___ MATERIAL SUPPLIED

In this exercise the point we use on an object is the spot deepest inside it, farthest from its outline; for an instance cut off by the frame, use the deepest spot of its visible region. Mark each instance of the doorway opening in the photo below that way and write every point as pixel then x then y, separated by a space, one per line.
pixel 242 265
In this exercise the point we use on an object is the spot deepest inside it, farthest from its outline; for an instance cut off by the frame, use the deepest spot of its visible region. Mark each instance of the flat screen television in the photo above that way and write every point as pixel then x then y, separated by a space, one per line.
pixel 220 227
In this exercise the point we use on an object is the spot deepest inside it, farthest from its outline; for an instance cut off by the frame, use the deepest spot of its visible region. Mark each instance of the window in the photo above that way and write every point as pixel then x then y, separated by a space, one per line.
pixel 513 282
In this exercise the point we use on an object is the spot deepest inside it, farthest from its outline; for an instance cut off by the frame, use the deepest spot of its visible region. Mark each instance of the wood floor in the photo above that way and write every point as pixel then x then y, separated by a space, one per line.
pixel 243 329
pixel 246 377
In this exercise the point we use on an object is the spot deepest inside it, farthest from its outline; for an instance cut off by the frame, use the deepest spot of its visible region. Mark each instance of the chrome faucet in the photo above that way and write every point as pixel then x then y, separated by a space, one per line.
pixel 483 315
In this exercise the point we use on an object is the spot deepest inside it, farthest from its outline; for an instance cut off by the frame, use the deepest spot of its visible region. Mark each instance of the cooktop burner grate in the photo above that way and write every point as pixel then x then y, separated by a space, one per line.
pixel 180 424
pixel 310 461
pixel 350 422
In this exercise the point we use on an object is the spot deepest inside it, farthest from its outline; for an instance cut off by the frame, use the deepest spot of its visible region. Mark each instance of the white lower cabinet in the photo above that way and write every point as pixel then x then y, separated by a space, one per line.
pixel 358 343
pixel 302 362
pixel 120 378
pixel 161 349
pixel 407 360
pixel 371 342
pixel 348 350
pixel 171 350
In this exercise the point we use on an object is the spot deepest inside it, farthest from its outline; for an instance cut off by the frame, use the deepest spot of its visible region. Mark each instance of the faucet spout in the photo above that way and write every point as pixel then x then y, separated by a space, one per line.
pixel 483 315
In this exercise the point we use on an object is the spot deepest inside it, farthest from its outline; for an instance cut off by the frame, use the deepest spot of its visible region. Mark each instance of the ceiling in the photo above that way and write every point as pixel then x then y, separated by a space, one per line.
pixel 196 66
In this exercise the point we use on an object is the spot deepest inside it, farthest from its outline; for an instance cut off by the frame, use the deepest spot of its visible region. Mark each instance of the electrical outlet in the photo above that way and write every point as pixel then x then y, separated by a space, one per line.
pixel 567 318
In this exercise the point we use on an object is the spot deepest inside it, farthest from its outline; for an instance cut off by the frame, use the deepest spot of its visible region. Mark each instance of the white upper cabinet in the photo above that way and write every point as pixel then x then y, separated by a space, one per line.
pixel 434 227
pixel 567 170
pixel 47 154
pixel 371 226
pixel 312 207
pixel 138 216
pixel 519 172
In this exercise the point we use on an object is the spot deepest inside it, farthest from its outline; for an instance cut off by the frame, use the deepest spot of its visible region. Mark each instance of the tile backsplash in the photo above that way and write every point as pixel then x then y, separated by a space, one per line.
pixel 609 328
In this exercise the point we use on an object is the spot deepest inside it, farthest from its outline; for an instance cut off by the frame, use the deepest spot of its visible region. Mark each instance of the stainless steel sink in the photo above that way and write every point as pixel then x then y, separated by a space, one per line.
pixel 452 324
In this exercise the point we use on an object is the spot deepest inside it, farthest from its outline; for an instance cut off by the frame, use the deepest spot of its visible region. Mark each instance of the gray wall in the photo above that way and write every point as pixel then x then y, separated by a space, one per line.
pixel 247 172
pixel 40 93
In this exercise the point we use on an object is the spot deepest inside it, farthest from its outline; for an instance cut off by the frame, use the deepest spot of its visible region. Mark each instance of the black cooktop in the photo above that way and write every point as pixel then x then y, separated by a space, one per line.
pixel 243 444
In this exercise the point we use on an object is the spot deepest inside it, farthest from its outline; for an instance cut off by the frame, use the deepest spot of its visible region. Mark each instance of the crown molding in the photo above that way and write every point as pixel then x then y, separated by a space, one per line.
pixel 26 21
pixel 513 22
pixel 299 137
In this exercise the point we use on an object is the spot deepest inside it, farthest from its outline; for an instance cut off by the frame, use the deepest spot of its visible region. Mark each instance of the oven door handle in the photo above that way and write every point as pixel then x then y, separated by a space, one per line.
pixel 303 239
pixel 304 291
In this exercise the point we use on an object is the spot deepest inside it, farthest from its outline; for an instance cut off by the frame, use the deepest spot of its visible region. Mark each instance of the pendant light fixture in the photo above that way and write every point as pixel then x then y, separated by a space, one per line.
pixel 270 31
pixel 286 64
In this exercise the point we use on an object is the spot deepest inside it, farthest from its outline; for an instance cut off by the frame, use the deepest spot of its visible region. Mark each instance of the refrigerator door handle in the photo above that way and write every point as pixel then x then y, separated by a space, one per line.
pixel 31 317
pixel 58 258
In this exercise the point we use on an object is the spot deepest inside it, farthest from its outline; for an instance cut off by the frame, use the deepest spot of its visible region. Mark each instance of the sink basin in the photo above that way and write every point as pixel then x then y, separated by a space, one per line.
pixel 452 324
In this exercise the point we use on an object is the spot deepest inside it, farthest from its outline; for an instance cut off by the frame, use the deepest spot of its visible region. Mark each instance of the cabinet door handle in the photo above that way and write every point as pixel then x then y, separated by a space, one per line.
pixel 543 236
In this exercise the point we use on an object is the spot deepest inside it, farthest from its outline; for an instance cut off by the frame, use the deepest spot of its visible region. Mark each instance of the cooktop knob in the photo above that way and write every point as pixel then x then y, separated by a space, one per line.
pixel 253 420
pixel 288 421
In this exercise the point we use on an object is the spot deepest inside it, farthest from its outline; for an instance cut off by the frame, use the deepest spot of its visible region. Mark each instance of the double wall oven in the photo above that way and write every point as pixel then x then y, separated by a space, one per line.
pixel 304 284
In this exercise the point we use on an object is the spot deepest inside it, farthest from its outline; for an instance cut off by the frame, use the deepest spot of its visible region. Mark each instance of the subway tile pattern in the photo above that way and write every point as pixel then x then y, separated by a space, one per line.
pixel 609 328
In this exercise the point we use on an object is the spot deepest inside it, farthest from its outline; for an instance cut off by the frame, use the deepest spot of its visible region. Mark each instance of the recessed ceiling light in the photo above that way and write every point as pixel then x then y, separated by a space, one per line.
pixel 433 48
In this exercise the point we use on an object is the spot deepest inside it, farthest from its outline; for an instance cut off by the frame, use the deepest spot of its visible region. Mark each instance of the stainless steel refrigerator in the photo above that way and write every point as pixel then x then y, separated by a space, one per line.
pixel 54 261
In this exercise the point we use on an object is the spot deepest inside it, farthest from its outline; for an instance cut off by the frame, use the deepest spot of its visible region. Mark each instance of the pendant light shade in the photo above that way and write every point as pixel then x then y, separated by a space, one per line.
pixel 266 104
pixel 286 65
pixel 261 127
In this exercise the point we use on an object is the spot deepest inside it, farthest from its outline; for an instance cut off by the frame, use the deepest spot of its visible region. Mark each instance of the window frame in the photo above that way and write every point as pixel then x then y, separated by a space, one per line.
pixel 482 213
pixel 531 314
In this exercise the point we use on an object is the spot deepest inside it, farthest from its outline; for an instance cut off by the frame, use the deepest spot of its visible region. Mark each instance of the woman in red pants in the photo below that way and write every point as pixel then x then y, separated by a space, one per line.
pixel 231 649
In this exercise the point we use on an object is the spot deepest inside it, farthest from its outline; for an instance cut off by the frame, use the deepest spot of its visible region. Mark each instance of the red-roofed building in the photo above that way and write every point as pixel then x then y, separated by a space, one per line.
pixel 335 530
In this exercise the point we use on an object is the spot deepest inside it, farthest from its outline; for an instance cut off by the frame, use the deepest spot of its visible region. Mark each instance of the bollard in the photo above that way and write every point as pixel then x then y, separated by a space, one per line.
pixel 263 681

______

With the line that contains "the window frame" as the start, output every line through the end of the entries exactly. Add no other lines.

In this exercise the point we use on an object is the spot deepest inside it, farthest from its outline; for an instance cut off by the frame, use the deepest spot of its visible region. Mark each instance of the window frame in the photo above that way and write every point as pixel then x then y, separated by a space, one per line.
pixel 482 213
pixel 531 314
In this exercise the point we use on an object is the spot deepest inside it, farthest from its outline; for an instance cut off by the frame, use the deepest spot of its visible region. Mark each instance of the woman in red pants in the photo below that way and write every point as pixel then x then y, separated by a space, one per line.
pixel 231 649
In this exercise the point we use on an object is the spot deepest inside it, farthest from its outline; for an instance cut off by the frame, use the deepest spot of its visible region. Mark each instance of the red-roofed building in the photo above that way and write every point as pixel then x then y, separated by a space, one per line.
pixel 335 530
In this exercise the point we use on an object is the spot deepest inside it, farthest from its outline; for an instance cut off by the frame, use the deepest spot of its visible region. Mark each instance of the bollard in the photo above that way and write every point as pixel then x then y, separated by a space, one per line.
pixel 263 681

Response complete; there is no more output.